_Problem to work on_
Reproduce the part of the material that opens with the line containing "Target: graphic print on t-shirt" and closes with the line containing "<point>186,373</point>", both lines included and the requests kept, raising every point coordinate in the answers by 97 while leaving the requests and their sample points unchanged. Leave the pictures out.

────────────────────

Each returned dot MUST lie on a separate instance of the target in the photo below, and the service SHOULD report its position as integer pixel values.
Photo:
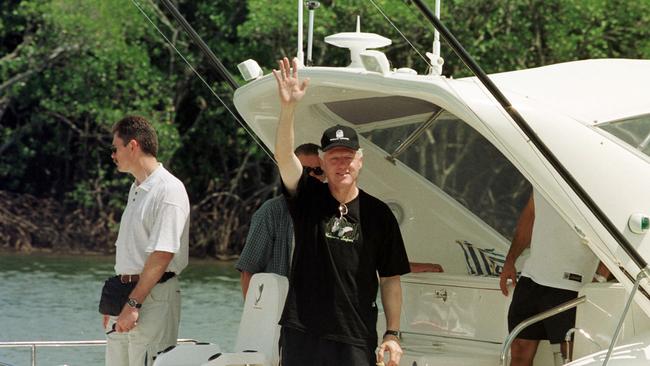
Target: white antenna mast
(301, 54)
(436, 60)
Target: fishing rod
(212, 58)
(534, 138)
(214, 62)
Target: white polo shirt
(156, 218)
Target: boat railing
(534, 319)
(35, 344)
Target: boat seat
(258, 334)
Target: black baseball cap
(339, 136)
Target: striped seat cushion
(482, 262)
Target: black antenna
(212, 58)
(528, 131)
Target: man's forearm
(288, 163)
(523, 233)
(154, 268)
(391, 298)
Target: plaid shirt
(269, 241)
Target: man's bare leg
(522, 352)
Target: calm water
(55, 298)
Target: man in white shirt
(558, 266)
(151, 248)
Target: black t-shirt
(333, 282)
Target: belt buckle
(122, 277)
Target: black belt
(135, 278)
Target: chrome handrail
(643, 274)
(34, 344)
(534, 319)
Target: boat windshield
(447, 152)
(635, 132)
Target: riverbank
(51, 297)
(32, 224)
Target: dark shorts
(300, 349)
(531, 299)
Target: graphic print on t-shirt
(340, 228)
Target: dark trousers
(302, 349)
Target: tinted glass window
(635, 132)
(456, 158)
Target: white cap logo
(339, 136)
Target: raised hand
(290, 89)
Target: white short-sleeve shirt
(156, 218)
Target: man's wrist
(392, 334)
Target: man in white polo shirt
(151, 248)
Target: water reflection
(45, 297)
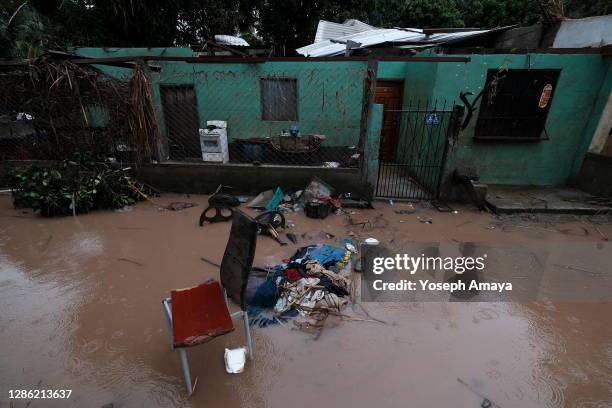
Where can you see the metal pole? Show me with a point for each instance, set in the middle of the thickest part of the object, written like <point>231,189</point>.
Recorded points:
<point>186,373</point>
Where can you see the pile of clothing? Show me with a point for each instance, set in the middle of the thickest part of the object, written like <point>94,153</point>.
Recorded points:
<point>307,288</point>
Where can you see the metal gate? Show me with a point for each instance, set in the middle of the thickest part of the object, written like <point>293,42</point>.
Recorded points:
<point>424,134</point>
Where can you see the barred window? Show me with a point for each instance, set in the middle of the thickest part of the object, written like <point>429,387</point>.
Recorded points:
<point>515,104</point>
<point>279,99</point>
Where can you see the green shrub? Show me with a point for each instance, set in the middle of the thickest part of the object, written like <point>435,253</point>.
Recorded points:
<point>73,187</point>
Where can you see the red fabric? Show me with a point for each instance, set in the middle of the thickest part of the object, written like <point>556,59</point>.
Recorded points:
<point>292,274</point>
<point>199,314</point>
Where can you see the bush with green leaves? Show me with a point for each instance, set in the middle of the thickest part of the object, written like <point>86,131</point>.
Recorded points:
<point>73,187</point>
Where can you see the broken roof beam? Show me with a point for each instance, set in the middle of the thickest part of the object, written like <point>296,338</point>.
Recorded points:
<point>120,62</point>
<point>129,63</point>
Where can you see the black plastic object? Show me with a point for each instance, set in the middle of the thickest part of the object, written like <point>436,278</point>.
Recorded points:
<point>238,257</point>
<point>274,218</point>
<point>219,202</point>
<point>317,209</point>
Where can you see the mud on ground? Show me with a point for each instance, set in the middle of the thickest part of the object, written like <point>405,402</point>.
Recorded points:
<point>81,309</point>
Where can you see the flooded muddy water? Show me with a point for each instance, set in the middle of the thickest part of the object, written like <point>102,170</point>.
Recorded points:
<point>80,302</point>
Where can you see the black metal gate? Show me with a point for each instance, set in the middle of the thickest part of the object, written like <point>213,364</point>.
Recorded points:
<point>424,134</point>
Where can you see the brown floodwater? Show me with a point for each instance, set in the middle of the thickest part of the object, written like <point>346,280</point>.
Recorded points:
<point>80,309</point>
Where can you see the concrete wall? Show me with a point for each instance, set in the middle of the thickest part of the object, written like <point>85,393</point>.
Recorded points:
<point>330,94</point>
<point>245,179</point>
<point>576,104</point>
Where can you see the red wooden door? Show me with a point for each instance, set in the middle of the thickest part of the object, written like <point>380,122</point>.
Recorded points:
<point>389,94</point>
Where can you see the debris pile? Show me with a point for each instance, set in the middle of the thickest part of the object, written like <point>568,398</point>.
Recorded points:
<point>309,287</point>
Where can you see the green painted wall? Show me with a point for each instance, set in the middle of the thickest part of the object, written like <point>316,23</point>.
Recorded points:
<point>574,110</point>
<point>330,94</point>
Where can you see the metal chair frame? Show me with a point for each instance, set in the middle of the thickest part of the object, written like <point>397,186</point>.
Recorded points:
<point>166,303</point>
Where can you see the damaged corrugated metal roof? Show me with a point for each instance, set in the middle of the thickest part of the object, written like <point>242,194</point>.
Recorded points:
<point>585,32</point>
<point>327,30</point>
<point>334,39</point>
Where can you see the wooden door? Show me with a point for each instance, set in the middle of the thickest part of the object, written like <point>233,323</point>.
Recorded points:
<point>389,94</point>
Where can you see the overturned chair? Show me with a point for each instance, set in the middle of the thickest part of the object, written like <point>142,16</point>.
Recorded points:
<point>199,314</point>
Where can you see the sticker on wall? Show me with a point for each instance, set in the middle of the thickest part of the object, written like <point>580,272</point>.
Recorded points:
<point>545,97</point>
<point>432,119</point>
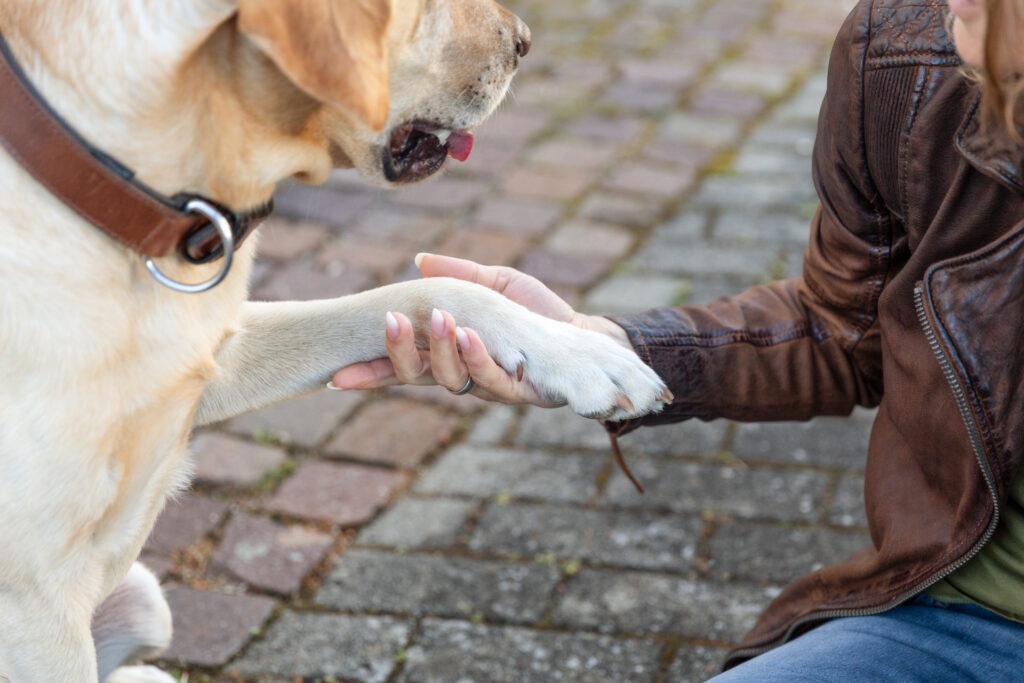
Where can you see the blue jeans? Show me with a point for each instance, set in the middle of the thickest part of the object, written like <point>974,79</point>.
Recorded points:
<point>922,640</point>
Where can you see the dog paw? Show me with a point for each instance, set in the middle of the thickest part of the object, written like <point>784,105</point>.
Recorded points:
<point>141,674</point>
<point>590,372</point>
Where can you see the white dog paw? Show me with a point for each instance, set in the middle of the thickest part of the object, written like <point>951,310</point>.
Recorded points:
<point>597,377</point>
<point>142,674</point>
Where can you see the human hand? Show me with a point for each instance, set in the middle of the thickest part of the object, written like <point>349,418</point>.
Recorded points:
<point>457,354</point>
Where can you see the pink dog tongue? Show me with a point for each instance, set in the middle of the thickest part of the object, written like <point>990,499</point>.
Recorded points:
<point>460,144</point>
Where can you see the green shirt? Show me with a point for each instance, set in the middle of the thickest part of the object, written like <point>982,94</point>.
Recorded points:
<point>993,578</point>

────────────────────

_Expected output_
Target: graphic print on t-shirt
(437, 325)
Target: dark trousers
(399, 446)
Target: tinted glass window
(732, 229)
(553, 255)
Target: white cap logo
(436, 233)
Target: raised hand
(387, 186)
Target: white short-sleeve shirt
(253, 315)
Target: man's wrist
(489, 431)
Target: man in white polo shirt
(248, 345)
Target: water reflection
(142, 394)
Where can you see the metal pole? Show me with a point for each instance, set in the middle of the thickest part of the object, written like <point>231,189</point>.
Recorded points:
<point>283,470</point>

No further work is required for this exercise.